| Requirements |
Copy out the passage on comic foreigners starting at "In Lysistrata there" and ending at "than literary Doric.", swapping "Spartan" for "Laconian" each time it occurs.

| Supplied text |
** start **
Comic Foreigners, then and now

by Professor Stephen Colvin (UCL)

Although we tend to think of ancient Greek in terms of Attic (the dialect of Athens and Attica), before the third century BCE there was no standard or common Greek language in the Greek-speaking world, just as there was no political entity called Greece. Each polis (city-state) or region put up inscriptions in the local dialect (the Greek dialects are conventionally divided into four major groups: Attic-Ionic, Doric, Aeolic, and Arcado-Cypriot). This dialect diversity seems to have been accepted without worry, and Greeks rarely bother to comment on it. There is an interesting exception to this: when the Greeks wrote (or sang) high literature, there was a tradition that they used, or at least made a bow in the direction of, the dialect associated with the literary genre rather than the local dialect. This explains why the choral sections of tragedy and comedy are in 'literary Doric', which is often a fairly superficial Doric veneer added to a very poetic version of Attic-Ionic. Choral poetry was associated with Doric, and the earliest choral poetry that we have was composed by the great master of the genre, Alkman of Sparta (late 7th century BCE).

Greek tragedy belongs, with Homeric poetry, to the realm of the timeless mythical past, and all characters in tragedy speak in the same poetic version of Attic (which included Homeric forms and borrowings from Ionic). Comedy, however, is a realistic genre, and the normal dialect of comic dialogue is non-poetic Attic; it is written in a looser version of the iambic trimeter, the metre used for most tragic dialogue, and is not essentially different from the language of Lysias, who wrote speeches for delivery in court. In this realistic comic world it would have seemed strange for Greeks characters from other regions of the Greek world to speak in the same beautiful Attic as the locals: in every surviving comic play (and fragment) non-Athenians are given a reasonably accurate version of their dialect to speak. Foreigners from outside the Greek world, on the other hand, are given a very disrespectful linguistic treatment: the Greeks called them barbaroi (English 'barbarian'), and on the comic stage they speak ludicrous pidgin Greek, or even nonsense supposed to represent a foreign language.

In Lysistrata there are two groups of speakers from Sparta, one female and one male. Even though the play was produced at a particularly low point for Athens in the Peloponnesian War, it is striking that these Spartan characters are not portrayed in a negative, rude, or hostile manner: as dramatic characters they are just as serious (or not) as their Athenian counterparts. They speak in an accurate sketch of their native dialect, rather than a pastiche, or the pidgin Greek which characterises comic barbarians. Nor do they speak in the feeble, conventional Doric that characterises the choral sections of drama: even the song at the end of the play, which is a choral ode designed to recall the Spartan poet Alkman, is in real Spartan dialect rather than literary Doric.
** end **
| Extracted material |
** start **
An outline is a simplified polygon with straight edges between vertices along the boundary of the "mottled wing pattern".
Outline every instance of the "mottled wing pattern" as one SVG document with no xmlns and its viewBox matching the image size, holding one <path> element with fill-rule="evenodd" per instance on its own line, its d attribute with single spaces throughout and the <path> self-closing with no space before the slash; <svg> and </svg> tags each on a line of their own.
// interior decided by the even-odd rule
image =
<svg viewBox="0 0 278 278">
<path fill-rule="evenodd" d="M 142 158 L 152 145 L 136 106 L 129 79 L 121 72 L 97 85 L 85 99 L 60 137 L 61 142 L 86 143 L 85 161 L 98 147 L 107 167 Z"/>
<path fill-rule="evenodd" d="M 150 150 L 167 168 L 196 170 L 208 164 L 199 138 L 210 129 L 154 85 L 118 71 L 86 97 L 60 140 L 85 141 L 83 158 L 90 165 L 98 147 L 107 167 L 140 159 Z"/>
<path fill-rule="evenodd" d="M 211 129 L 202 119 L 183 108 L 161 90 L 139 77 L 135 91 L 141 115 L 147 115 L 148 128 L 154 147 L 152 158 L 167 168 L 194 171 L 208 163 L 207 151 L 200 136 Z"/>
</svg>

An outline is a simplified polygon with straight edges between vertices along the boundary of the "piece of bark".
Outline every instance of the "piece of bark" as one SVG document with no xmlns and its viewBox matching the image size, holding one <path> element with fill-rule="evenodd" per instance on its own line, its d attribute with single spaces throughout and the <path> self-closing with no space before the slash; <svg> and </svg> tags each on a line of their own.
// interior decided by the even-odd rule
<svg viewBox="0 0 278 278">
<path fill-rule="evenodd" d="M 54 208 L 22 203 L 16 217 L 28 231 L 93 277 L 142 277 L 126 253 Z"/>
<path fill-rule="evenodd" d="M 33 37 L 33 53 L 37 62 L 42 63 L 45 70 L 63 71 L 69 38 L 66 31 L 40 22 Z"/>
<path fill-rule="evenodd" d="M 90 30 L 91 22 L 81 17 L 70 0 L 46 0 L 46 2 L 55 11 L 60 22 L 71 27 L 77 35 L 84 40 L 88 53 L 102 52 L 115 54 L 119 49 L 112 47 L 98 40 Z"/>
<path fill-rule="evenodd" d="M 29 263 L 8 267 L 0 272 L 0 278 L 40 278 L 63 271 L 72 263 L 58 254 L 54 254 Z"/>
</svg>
** end **
| Solution below |
In Lysistrata there are two groups of speakers from Sparta, one female and one male. Even though the play was produced at a particularly low point for Athens in the Peloponnesian War, it is striking that these Laconian characters are not portrayed in a negative, rude, or hostile manner: as dramatic characters they are just as serious (or not) as their Athenian counterparts. They speak in an accurate sketch of their native dialect, rather than a pastiche, or the pidgin Greek which characterises comic barbarians. Nor do they speak in the feeble, conventional Doric that characterises the choral sections of drama: even the song at the end of the play, which is a choral ode designed to recall the Laconian poet Alkman, is in real Laconian dialect rather than literary Doric.